- **Your task**:
In the listing, locate the line containing "joint with a single point, one per instance.", then quote it and all following lines exactly. Omit pictures.

- **Exercise data**:
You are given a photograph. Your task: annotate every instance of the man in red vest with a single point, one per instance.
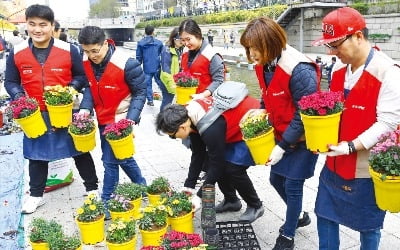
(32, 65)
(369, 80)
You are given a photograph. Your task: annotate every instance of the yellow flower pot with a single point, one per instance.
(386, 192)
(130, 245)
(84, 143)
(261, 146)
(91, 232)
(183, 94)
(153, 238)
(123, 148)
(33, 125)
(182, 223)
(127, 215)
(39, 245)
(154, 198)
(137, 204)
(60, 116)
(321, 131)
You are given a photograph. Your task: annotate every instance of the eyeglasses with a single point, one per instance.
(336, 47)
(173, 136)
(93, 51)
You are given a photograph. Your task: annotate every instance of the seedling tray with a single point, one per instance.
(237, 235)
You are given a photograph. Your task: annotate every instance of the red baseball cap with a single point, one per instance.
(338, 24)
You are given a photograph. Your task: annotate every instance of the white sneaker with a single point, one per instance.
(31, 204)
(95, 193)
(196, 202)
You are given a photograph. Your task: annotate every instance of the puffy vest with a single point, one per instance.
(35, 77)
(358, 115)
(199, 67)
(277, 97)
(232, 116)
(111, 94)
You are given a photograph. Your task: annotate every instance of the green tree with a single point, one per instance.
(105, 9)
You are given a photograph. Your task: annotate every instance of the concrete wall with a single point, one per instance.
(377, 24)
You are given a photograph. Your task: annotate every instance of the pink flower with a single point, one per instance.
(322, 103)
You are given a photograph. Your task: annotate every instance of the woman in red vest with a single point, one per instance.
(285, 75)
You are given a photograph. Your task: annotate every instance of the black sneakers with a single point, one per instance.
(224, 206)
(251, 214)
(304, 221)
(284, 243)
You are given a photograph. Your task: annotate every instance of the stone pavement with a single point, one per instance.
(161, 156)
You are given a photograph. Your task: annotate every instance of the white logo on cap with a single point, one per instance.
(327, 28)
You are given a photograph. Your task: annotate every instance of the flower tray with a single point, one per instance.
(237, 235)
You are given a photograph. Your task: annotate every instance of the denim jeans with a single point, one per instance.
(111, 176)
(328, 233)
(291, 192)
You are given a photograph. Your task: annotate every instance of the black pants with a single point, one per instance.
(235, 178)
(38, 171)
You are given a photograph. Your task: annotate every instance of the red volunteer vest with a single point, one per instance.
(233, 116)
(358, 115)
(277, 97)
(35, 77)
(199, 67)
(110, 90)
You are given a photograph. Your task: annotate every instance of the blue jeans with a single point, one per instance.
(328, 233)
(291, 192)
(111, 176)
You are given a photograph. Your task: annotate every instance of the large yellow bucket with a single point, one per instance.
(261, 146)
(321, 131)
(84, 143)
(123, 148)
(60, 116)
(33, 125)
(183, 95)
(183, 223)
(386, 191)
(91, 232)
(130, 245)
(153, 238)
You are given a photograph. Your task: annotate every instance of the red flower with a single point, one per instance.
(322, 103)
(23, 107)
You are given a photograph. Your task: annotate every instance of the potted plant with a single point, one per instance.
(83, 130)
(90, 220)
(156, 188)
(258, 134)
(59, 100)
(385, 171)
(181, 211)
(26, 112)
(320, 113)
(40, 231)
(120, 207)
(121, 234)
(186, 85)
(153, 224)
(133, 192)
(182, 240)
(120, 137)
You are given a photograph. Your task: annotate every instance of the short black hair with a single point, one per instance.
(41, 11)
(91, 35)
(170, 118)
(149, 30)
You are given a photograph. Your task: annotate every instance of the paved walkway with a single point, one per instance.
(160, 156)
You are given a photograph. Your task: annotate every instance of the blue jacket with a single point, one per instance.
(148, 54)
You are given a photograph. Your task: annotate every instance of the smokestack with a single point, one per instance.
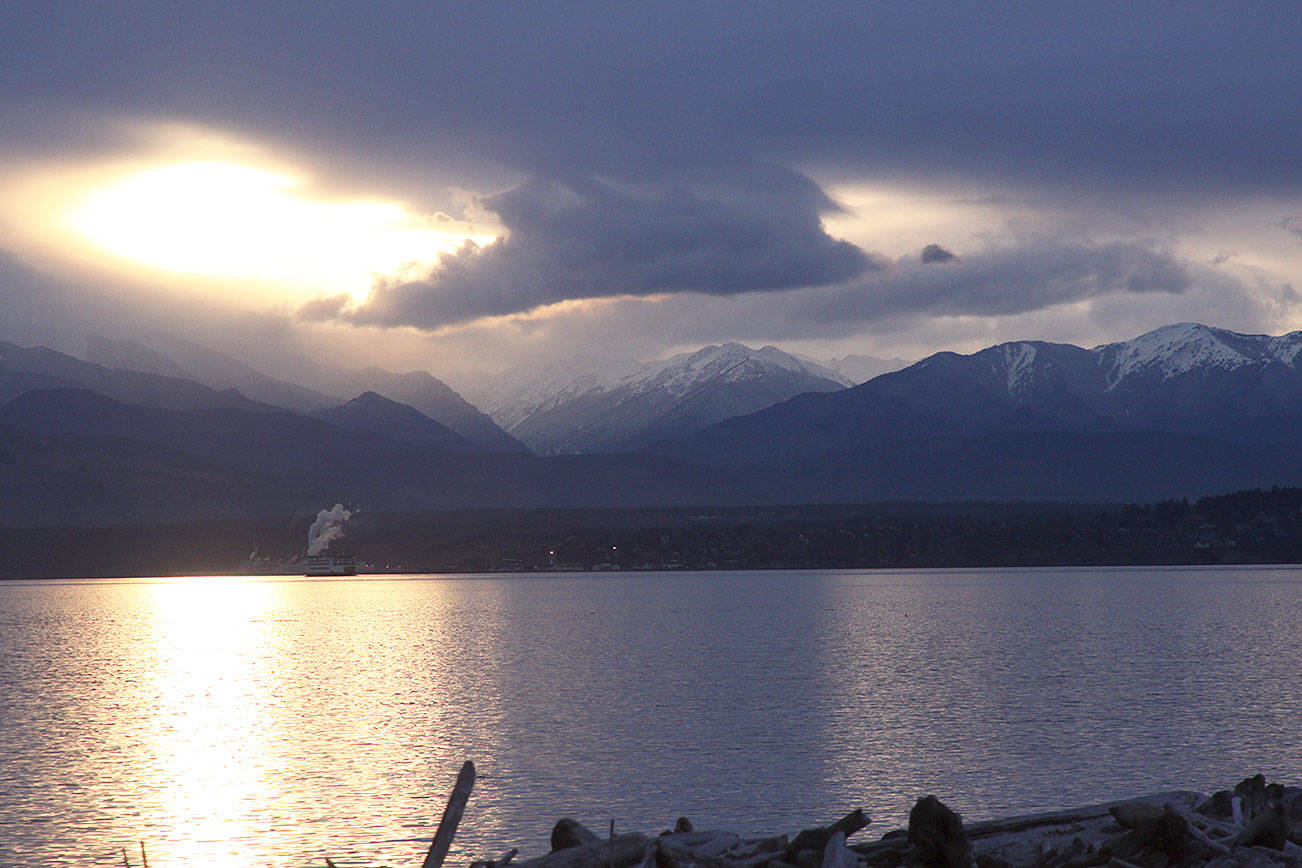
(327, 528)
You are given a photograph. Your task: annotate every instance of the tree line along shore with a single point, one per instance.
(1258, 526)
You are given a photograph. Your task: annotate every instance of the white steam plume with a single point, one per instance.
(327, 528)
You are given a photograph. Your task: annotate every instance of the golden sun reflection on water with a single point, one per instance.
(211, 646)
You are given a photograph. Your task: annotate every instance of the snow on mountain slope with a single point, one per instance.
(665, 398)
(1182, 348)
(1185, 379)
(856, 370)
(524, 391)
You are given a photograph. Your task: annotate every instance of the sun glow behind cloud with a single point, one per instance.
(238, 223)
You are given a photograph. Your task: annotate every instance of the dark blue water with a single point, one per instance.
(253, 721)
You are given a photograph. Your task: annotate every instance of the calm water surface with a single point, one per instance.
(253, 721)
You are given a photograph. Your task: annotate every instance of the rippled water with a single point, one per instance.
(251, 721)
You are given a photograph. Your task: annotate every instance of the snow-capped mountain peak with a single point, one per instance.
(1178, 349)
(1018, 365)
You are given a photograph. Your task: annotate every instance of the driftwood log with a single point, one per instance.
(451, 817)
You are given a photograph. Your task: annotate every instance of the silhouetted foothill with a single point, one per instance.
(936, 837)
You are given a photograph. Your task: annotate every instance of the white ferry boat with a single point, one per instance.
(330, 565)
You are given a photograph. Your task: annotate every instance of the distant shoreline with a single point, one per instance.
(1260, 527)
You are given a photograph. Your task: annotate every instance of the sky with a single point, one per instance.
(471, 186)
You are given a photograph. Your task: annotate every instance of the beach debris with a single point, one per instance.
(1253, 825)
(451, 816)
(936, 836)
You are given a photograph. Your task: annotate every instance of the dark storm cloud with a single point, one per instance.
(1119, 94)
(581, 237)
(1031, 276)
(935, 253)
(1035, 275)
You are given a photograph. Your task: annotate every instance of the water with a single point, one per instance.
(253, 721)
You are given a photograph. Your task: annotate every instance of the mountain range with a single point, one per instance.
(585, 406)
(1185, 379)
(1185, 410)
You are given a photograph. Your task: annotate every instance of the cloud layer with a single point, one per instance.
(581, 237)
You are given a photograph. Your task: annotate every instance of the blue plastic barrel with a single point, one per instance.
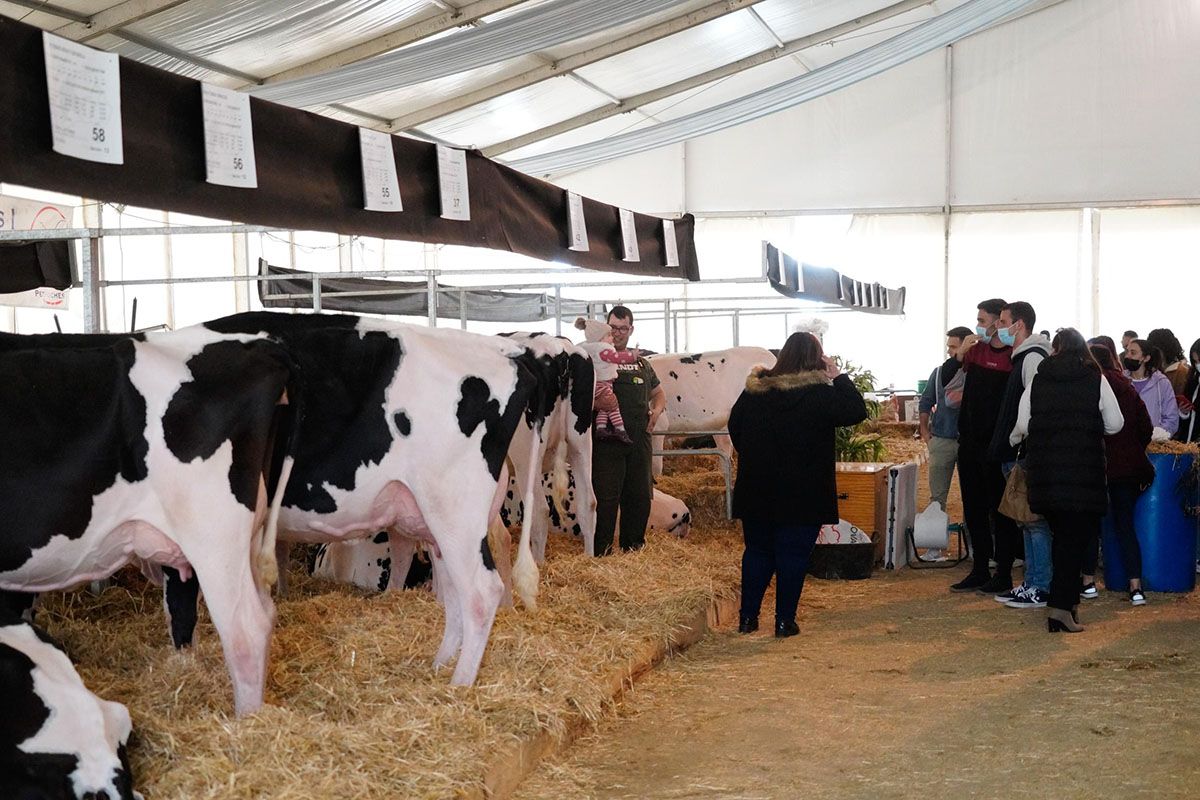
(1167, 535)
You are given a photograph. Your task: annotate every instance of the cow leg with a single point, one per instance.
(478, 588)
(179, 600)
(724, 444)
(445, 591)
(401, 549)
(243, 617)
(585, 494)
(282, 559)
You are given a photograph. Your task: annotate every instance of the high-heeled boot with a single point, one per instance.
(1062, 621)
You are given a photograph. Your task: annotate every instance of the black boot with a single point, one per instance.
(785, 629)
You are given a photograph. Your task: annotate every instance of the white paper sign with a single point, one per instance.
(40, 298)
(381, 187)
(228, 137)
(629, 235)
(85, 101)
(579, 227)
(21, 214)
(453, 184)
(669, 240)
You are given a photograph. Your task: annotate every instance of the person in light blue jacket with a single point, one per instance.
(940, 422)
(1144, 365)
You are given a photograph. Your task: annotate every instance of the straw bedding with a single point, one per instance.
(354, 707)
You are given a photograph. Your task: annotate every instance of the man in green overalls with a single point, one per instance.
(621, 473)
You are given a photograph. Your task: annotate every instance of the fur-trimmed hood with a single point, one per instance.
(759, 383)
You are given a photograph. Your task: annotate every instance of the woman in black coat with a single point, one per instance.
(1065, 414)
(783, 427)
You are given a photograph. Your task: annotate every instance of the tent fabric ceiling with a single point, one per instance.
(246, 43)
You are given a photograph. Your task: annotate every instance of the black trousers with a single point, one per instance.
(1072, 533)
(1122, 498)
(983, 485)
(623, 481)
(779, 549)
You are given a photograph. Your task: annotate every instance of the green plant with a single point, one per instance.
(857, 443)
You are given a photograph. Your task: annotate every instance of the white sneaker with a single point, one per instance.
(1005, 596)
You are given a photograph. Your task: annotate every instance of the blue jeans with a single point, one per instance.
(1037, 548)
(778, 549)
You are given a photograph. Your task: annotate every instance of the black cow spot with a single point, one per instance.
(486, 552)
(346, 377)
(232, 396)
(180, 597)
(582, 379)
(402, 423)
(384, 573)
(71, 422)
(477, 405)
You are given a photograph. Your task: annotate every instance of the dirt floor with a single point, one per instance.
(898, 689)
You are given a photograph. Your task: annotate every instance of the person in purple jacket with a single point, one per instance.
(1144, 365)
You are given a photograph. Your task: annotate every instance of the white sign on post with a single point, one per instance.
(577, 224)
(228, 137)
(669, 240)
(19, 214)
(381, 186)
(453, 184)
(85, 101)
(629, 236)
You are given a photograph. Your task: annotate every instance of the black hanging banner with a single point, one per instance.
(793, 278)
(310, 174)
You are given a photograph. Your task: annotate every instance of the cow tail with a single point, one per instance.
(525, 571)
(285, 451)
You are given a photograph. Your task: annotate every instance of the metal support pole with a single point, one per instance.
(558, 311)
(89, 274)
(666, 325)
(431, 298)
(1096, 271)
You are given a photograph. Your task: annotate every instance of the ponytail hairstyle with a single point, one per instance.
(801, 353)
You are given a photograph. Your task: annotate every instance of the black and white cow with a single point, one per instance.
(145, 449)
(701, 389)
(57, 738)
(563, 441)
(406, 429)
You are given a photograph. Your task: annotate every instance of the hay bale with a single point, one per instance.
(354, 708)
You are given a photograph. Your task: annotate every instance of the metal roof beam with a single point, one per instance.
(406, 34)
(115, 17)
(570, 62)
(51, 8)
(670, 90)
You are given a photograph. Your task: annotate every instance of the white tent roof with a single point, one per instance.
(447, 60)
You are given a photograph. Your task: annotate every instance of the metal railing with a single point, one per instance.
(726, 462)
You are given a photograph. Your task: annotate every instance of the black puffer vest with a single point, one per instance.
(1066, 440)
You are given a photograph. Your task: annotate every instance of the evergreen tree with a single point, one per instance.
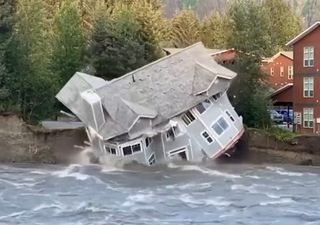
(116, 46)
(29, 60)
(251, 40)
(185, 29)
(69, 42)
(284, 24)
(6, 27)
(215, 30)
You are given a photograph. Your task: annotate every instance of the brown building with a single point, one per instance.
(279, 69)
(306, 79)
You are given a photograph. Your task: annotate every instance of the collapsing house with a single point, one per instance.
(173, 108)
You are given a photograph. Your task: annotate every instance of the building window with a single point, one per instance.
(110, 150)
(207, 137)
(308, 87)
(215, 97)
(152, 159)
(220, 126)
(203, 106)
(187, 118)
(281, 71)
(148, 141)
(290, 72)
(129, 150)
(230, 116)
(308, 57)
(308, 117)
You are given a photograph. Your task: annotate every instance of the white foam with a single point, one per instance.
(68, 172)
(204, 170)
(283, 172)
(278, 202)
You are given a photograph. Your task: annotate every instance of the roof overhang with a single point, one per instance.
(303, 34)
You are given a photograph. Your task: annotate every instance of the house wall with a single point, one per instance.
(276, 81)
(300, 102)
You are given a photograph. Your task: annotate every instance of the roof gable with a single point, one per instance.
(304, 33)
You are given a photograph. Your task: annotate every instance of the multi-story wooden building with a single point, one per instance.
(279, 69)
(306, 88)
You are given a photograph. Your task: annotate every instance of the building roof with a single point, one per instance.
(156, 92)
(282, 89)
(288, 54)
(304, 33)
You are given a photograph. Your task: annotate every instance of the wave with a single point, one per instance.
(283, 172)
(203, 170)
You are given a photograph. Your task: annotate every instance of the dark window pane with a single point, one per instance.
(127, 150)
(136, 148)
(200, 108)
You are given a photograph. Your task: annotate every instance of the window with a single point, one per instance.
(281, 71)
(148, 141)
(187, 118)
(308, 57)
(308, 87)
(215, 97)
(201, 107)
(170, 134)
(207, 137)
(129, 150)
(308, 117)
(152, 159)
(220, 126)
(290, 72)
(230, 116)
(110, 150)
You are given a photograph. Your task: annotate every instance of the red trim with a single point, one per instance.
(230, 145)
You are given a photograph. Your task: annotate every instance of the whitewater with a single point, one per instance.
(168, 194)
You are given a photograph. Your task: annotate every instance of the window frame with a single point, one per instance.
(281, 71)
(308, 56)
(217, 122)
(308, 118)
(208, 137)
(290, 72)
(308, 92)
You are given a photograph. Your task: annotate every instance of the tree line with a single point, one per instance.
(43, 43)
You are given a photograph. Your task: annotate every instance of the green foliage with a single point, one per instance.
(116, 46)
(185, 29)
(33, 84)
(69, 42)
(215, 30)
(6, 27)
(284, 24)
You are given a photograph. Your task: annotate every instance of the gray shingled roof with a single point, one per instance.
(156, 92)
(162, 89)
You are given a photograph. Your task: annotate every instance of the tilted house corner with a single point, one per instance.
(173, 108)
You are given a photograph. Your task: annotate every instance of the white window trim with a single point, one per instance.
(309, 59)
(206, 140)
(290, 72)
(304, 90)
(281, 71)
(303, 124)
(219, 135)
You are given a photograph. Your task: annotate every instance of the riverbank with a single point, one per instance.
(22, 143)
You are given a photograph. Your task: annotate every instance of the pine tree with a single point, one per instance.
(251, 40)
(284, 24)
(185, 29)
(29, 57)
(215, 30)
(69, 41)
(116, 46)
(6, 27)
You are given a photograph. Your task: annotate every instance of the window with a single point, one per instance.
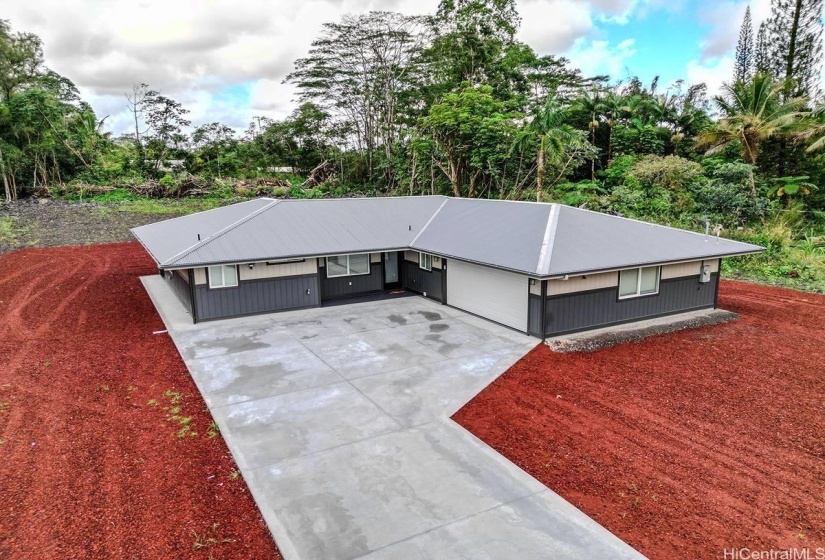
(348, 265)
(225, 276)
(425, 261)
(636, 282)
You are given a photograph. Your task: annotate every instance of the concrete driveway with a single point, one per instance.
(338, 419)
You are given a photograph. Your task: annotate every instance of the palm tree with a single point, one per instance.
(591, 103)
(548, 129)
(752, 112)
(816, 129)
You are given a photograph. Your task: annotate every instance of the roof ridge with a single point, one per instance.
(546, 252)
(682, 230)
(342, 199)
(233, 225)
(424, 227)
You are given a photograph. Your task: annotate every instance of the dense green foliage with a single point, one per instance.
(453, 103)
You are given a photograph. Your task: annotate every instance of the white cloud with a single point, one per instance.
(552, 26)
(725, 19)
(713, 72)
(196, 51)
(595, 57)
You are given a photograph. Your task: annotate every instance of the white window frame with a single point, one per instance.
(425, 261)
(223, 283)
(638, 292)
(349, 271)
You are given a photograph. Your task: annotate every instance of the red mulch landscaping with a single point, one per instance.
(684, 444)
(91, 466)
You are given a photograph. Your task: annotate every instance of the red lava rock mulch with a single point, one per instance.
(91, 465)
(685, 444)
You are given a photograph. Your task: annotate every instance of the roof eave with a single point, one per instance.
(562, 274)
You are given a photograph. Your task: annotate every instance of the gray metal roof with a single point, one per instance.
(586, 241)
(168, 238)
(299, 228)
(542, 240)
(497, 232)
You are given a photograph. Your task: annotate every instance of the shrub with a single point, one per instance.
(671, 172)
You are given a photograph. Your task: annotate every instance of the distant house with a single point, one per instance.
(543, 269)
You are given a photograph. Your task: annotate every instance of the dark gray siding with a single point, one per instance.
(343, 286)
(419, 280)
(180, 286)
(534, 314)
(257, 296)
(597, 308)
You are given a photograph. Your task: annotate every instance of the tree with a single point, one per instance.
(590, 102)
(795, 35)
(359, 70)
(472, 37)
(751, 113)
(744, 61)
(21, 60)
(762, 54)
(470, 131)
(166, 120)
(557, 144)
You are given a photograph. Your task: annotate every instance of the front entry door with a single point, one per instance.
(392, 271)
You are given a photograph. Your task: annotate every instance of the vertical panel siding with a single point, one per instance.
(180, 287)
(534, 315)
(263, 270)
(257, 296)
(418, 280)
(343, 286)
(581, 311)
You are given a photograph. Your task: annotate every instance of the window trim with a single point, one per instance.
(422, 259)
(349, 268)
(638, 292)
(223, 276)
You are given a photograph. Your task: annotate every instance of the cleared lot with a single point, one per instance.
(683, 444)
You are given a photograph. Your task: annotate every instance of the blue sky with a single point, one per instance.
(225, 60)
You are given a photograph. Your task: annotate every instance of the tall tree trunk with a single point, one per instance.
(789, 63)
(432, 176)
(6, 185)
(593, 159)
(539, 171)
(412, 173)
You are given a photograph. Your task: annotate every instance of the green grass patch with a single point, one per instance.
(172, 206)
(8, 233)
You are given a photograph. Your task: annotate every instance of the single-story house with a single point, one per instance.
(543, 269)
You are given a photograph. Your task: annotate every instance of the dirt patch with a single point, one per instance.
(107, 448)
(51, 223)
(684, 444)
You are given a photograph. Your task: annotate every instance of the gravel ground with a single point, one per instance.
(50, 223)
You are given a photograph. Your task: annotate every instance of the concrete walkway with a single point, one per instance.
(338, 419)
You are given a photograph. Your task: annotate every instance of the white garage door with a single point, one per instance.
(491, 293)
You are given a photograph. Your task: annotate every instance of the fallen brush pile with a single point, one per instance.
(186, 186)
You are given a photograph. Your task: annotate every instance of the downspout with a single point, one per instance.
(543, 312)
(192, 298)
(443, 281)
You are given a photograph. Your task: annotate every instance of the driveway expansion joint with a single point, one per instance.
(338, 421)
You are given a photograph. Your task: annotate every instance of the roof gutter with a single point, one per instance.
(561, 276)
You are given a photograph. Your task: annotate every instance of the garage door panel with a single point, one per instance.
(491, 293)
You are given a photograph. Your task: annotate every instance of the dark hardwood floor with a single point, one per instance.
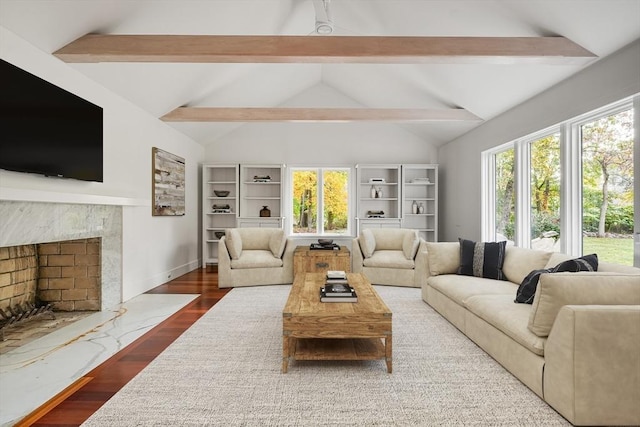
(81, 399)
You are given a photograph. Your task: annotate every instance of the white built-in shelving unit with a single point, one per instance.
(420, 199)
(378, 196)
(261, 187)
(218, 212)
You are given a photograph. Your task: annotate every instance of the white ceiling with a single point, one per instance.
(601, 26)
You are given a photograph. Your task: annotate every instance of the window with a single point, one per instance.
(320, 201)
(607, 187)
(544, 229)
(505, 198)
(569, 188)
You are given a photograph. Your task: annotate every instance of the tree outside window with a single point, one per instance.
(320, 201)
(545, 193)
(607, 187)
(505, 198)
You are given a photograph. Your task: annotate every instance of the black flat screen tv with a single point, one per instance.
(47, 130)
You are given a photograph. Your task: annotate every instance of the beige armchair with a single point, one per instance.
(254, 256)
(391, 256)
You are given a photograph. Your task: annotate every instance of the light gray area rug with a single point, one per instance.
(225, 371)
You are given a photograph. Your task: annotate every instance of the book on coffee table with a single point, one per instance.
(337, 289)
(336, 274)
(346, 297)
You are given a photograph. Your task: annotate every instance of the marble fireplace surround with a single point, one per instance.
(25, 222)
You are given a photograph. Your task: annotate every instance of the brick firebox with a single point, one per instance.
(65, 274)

- **Expected output**:
You are given a photograph. Your task: annotate every instance of the driveway expansion joint with a single point, one per instance.
(338, 421)
You are given a photograph. Your task: annotate every instance of the roof gutter with a single point, one per instance.
(561, 276)
You are given a photograph. Your task: annotate every instance of the garage door panel with a single point, one per instance.
(491, 293)
You are given a photograph. Your task: annotate every instance of the dark hardwood floor with a single point, one per instance.
(81, 399)
You are given a photograph. Your task: annotate every instance of the white built-in shelving unit with a single point, one per instance.
(420, 199)
(378, 196)
(261, 187)
(218, 212)
You are given a photograph. Your task: annotate every instance of the white ceiling with a single point, one per instance.
(601, 26)
You are given a photograph. Your task: annotate every instance of the window with a single point, one per instance.
(320, 201)
(607, 187)
(544, 229)
(505, 198)
(569, 188)
You are given a photograph. Your task: annotate every instance of the tree outside window with a single point, one per instance.
(320, 201)
(545, 193)
(607, 187)
(505, 198)
You are given a photograph. Your task: annotate every instance of the black flat screen tv with a single point, one per instance.
(47, 130)
You are given a photograph. Your task: annotate every instance of the beige armchair with a single point, one per instance.
(254, 256)
(391, 256)
You are given a photograph. Your task: annotate every instance of the light gray area rug with a single point, one per instance.
(225, 371)
You are given a photograph. Your task: annotate every instance of the book on coffee table with a single point, one per instance.
(337, 289)
(336, 274)
(346, 297)
You are given a photograph. Your task: annotate every instance of the marble fireplace surround with a single point, one per instance.
(25, 222)
You are given a photograph. Your task: annotate every instance of the brick firebox with a single point, one per instance.
(65, 274)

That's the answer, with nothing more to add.